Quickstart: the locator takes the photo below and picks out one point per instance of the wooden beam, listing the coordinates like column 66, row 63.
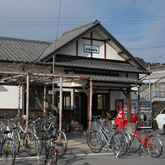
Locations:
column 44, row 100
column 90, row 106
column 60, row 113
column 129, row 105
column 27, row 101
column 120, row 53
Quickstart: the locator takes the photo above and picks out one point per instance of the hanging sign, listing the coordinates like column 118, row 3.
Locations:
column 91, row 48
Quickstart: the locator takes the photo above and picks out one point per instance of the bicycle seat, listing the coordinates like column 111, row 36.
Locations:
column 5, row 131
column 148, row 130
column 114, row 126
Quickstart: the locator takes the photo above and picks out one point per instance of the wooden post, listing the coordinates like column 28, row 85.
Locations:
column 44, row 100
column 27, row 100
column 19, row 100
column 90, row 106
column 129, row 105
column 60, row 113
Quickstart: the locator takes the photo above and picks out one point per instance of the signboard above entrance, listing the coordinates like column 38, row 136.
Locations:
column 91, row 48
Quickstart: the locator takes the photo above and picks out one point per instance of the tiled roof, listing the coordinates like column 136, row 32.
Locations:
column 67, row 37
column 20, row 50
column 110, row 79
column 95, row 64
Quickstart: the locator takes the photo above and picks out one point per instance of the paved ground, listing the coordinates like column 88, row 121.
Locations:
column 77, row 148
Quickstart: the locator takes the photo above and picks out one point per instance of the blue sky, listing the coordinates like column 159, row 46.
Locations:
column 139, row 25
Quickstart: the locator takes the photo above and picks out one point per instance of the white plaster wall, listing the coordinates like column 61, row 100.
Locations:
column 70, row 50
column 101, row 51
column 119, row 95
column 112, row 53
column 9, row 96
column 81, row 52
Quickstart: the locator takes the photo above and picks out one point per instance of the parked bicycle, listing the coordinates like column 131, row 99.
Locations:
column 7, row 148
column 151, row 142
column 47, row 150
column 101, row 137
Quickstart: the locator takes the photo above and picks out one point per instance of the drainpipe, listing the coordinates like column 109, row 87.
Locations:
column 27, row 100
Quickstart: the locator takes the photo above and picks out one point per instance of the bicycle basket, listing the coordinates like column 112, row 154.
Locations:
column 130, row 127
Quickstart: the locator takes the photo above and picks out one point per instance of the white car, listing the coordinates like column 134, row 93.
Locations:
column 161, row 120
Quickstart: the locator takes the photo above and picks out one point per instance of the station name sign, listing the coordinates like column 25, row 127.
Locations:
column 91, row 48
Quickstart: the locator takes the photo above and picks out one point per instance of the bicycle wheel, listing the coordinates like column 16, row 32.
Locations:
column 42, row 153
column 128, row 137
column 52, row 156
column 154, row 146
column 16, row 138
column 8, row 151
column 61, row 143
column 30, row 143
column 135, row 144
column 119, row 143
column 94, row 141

____

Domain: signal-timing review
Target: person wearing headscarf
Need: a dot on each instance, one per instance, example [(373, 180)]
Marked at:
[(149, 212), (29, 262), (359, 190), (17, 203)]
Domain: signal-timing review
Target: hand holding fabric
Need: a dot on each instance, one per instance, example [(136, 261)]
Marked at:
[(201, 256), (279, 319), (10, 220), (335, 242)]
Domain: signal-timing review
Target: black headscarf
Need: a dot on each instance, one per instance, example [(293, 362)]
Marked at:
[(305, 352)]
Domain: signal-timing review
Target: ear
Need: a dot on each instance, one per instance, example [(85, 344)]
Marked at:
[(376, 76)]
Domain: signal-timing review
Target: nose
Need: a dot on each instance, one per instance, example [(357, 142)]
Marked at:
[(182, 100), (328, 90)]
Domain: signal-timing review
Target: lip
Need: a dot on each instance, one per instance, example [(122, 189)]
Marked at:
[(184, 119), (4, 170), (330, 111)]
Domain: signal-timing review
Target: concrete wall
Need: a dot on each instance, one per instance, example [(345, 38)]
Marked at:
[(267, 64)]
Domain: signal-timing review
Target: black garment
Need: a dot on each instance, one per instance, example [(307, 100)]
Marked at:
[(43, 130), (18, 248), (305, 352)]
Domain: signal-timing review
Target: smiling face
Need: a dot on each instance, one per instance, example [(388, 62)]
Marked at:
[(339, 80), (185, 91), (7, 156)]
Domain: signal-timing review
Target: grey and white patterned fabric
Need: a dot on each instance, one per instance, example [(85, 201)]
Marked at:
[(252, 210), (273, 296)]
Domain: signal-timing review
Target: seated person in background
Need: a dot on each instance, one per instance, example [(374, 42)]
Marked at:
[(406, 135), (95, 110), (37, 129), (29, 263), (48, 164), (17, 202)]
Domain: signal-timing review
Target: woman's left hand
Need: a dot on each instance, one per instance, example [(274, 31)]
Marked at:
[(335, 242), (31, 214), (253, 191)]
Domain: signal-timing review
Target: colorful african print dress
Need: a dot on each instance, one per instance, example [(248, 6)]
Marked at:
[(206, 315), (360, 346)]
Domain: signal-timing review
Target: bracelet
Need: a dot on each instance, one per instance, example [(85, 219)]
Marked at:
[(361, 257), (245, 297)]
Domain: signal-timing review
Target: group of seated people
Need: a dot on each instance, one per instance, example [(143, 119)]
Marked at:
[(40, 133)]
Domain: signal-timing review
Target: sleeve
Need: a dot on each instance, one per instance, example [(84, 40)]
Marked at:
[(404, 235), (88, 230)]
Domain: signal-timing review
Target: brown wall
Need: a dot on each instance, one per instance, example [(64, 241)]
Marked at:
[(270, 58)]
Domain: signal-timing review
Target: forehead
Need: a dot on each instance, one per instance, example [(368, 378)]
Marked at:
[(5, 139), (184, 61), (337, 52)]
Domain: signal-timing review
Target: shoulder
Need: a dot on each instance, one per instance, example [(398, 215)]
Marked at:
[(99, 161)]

____

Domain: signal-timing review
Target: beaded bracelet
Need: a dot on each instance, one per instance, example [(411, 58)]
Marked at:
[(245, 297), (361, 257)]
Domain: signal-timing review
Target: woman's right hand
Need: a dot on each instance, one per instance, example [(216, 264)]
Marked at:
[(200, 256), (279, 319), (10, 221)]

____

Lines with the string "person": say how many appear in the entries above, giving the number alone.

# RESULT FOR THIS TASK
2